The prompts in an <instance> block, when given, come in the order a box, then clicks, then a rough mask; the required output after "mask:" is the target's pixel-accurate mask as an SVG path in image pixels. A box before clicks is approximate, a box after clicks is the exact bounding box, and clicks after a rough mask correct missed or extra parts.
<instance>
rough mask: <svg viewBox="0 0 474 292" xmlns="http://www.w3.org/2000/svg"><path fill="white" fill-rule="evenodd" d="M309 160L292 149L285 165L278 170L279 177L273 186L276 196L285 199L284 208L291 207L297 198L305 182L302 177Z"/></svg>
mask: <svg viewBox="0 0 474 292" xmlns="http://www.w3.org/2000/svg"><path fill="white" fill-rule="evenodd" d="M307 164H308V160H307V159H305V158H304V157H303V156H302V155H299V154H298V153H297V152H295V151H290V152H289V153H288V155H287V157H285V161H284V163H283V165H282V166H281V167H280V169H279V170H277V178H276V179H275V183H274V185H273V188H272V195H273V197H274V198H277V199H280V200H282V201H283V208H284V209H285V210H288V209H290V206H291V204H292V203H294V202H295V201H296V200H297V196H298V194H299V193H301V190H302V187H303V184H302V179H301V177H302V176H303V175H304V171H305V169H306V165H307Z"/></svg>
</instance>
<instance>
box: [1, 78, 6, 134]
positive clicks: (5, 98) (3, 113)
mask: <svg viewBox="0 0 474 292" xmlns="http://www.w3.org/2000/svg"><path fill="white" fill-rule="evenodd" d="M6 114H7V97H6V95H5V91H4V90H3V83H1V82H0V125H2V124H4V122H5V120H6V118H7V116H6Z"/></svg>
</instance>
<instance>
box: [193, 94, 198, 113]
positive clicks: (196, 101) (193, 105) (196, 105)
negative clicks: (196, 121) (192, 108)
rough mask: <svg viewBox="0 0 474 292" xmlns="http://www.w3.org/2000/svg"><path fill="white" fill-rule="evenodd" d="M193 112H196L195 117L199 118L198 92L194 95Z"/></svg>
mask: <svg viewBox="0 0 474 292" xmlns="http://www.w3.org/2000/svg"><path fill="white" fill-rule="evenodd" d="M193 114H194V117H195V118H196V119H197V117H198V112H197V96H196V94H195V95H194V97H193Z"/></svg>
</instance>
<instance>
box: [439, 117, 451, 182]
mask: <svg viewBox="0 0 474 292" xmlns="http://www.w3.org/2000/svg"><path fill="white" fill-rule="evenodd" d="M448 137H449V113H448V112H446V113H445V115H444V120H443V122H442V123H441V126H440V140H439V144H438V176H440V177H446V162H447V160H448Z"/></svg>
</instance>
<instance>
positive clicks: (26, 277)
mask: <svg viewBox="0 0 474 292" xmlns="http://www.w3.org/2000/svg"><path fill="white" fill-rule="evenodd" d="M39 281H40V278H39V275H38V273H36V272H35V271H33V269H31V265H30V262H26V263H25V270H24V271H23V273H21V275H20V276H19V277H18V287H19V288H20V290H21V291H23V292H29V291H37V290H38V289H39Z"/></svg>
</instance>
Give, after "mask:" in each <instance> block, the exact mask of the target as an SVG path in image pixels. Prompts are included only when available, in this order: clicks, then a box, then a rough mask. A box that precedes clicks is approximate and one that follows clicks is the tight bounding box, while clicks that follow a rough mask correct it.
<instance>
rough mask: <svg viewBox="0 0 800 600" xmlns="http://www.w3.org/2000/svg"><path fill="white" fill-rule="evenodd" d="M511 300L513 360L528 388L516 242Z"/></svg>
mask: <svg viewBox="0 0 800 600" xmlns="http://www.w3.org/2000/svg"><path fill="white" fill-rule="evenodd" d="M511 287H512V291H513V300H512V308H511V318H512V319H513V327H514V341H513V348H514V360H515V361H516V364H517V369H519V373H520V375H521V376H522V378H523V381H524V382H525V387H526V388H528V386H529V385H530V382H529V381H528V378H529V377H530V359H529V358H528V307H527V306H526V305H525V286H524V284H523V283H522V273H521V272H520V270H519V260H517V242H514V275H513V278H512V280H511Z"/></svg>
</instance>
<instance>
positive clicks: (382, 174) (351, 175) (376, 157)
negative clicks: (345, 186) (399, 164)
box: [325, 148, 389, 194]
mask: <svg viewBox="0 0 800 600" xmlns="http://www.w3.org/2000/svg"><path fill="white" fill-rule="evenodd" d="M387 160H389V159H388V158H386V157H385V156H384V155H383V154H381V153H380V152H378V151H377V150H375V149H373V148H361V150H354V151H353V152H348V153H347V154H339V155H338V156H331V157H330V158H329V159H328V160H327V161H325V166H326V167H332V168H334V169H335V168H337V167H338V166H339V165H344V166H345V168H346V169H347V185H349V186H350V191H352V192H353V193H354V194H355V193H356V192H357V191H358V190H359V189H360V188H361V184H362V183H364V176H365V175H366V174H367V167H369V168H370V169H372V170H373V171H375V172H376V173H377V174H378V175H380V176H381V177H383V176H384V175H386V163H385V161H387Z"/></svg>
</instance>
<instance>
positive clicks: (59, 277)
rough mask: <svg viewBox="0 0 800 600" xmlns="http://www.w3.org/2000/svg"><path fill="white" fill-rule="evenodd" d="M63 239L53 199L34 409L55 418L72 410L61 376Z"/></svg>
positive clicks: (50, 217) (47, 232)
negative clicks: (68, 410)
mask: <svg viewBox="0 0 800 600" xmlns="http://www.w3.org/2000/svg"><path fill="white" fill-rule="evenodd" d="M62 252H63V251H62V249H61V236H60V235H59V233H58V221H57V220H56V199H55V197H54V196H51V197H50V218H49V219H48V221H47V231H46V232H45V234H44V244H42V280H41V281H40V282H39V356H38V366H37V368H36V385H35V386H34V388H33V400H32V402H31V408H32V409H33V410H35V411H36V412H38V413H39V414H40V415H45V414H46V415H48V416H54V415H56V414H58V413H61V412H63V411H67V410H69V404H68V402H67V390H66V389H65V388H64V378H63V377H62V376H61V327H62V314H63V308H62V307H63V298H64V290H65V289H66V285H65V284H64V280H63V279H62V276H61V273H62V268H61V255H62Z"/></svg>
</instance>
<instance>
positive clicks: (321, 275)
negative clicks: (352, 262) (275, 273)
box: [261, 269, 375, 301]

****************************************

■ YOUR ASSIGNMENT
Show each line in the listing above that has "when".

■ ANSWER SECTION
The prompts in an <instance> block, when given, come in the order a box, then clicks, then a rough mask; the required output after "mask:" is the target's pixel-accurate mask as an SVG path in image pixels. A box before clicks is approximate, a box after clicks is the exact bounding box, and clicks after a rough mask correct missed or extra parts.
Give, after "mask:" in each <instance> block, the exact mask of the target as an SVG path in image pixels. Prompts are included only when available, in this order: clicks, then a box, then a rough mask. A box that precedes clicks is approximate and one that follows clicks is the tight bounding box, while clicks that follow a rough mask correct it.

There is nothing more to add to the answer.